- DVD cover
- Showrunner: Greg Garcia
- No. of episodes: 23

Release
- Original network: NBC
- Original release: September 21, 2006 – May 10, 2007

Season chronology
- ← Previous Season 1 Next → Season 3

= My Name Is Earl season 2 =

The second season of My Name Is Earl originally aired from September 21, 2006, to May 10, 2007, on NBC. The season consisted of 23 episodes. The DVD of the season was originally released on September 25, 2007. Its bonus material included deleted scenes, commentary tracks on selected episodes, as well as other features.

Unlike the previous season, there was a loose story arc, in which Joy steals a truck and accidentally kidnaps a man inside it. As this was her third strike, Joy faced life imprisonment, leading to her trial in the season finale.

==Main cast==
- Jason Lee as Earl Hickey
- Jaime Pressly as Joy Turner
- Ethan Suplee as Randy Hickey
- Nadine Velazquez as Catalina
- Eddie Steeples as Darnell Turner

==Episodes==

List of My Name Is Earl season 2 episodes
| No. overall | No. in season | Title | Directed by | Written by | Original release date | Prod. code | U.S. viewers (millions) |
| 25 | 1 | "Very Bad Things" | Marc Buckland | Michael Pennie | September 21, 2006 | 2ALJ02 | 8.86 |
Earl helps Joy try to get rid of a stolen delivery truck, which becomes harder when they discover that someone is still in the back of the truck. Joy keeps the poor man hostage and forces Earl to make a run for the border, but Earl decides it's a plan too crazy to actually work and makes Joy turn herself in. Except—it means she's at risk of her third strike, which if convicted Joy will be in prison for the rest of her life.

◆ Recorded data:
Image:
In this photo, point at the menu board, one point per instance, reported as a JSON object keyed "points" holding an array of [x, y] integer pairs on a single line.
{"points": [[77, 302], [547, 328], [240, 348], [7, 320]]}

◆ Tasks:
a - According to the My Name Is Earl season 2 article, on what date was the season's DVD originally released?
b - Reproduce the passage of the My Name Is Earl season 2 article starting with "The second season" and going on through "the season finale.".

◆ Task-by-task results:
a - September 25, 2007.

b -
The second season of My Name Is Earl originally aired from September 21, 2006, to May 10, 2007, on NBC. The season consisted of 23 episodes. The DVD of the season was originally released on September 25, 2007. Its bonus material included deleted scenes, commentary tracks on selected episodes, as well as other features.

Unlike the previous season, there was a loose story arc, in which Joy steals a truck and accidentally kidnaps a man inside it. As this was her third strike, Joy faced life imprisonment, leading to her trial in the season finale.